WHAT THIS TASK INVOLVES: Reproduce the data below word for word, from the line containing "of the white" through the end of the data, including both of those lines.

— BEGIN EXTRACTED RECORDS —

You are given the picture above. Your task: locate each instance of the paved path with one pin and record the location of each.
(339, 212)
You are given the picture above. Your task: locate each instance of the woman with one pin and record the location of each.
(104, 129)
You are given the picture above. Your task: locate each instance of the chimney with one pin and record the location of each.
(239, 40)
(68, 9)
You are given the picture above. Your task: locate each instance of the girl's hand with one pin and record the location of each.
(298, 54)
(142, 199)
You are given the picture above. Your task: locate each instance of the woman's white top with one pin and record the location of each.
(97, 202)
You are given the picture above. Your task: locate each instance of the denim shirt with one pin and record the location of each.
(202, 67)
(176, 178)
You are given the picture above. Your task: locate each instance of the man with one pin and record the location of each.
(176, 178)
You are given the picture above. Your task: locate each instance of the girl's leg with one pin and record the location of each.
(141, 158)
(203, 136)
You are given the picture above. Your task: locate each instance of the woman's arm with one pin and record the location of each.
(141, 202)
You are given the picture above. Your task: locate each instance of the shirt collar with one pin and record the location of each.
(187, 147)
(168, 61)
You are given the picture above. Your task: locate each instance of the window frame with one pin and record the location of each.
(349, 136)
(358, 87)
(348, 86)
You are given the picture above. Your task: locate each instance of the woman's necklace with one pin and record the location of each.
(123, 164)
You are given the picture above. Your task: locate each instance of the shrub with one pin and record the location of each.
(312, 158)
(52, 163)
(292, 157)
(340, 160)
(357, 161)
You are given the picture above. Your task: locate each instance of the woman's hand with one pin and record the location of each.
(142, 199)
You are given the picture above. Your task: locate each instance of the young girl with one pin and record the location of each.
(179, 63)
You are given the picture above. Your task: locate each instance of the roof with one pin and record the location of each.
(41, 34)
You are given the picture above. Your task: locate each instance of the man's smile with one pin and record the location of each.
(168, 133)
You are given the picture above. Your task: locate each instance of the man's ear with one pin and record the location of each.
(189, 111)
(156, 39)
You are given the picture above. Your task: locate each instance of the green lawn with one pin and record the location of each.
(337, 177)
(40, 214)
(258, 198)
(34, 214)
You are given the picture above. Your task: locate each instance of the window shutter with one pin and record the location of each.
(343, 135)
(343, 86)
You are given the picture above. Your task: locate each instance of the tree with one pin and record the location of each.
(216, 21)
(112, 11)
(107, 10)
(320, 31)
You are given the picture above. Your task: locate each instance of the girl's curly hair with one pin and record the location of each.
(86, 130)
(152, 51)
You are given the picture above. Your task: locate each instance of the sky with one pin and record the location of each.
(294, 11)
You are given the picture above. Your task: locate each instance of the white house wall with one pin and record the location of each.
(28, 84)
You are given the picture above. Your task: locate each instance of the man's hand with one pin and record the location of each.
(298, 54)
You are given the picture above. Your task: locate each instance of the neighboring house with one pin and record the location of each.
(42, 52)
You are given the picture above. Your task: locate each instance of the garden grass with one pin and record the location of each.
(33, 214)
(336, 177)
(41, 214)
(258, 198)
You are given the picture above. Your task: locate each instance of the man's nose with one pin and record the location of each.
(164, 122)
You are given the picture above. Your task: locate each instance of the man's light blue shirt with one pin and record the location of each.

— END EXTRACTED RECORDS —

WRITTEN REPLY:
You are given the picture above. Your task: locate each instance of the white house wall with one pin and record the location of each.
(28, 84)
You are given the picture above. Your task: locate each instance of the man's hand with one pin and record the location of each.
(298, 54)
You are given the picture above. Your task: locate each instance of the neighboring house with one pin and record the location of each.
(42, 52)
You are given the picture above. Your task: locate each instance of the garden grass with one pin and record the location of each.
(33, 214)
(336, 177)
(41, 214)
(258, 198)
You are given the picture above. Your task: locate each instance of the man's nose with one pin and record the location of each.
(164, 122)
You are given the picture above. Your task: locate each instance of the man's light blue shirt with one pin and record the location of each.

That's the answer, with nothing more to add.